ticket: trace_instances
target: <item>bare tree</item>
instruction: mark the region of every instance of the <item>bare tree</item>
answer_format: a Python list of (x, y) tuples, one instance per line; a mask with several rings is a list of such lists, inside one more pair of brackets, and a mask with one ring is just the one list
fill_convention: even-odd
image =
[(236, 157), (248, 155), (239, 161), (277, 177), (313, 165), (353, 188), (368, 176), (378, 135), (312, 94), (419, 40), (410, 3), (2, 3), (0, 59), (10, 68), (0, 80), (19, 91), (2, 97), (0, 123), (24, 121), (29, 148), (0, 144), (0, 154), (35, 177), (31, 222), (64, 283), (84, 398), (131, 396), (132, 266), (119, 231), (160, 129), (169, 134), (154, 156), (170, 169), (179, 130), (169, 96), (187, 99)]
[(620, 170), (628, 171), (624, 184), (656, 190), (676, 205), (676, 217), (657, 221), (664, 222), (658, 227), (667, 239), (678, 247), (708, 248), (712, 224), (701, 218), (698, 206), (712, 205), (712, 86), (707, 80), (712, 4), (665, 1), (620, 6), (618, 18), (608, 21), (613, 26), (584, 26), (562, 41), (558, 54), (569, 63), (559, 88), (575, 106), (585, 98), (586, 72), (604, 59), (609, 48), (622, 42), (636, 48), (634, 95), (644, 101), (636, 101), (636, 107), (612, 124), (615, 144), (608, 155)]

> **YOUR OBJECTIVE**:
Transcribe the lines above between the line holding "answer_format: a Python" and the line holding "fill_convention: even-odd", inclusive, exactly as they stand and with nothing added.

> **ANSWER FOR THIS EXERCISE**:
answer_format: a Python list of (x, y) tuples, one instance per line; a mask with several rings is a list of such lists, inside one more pair of brackets, and a mask with one ring is just the one list
fill_convention: even-odd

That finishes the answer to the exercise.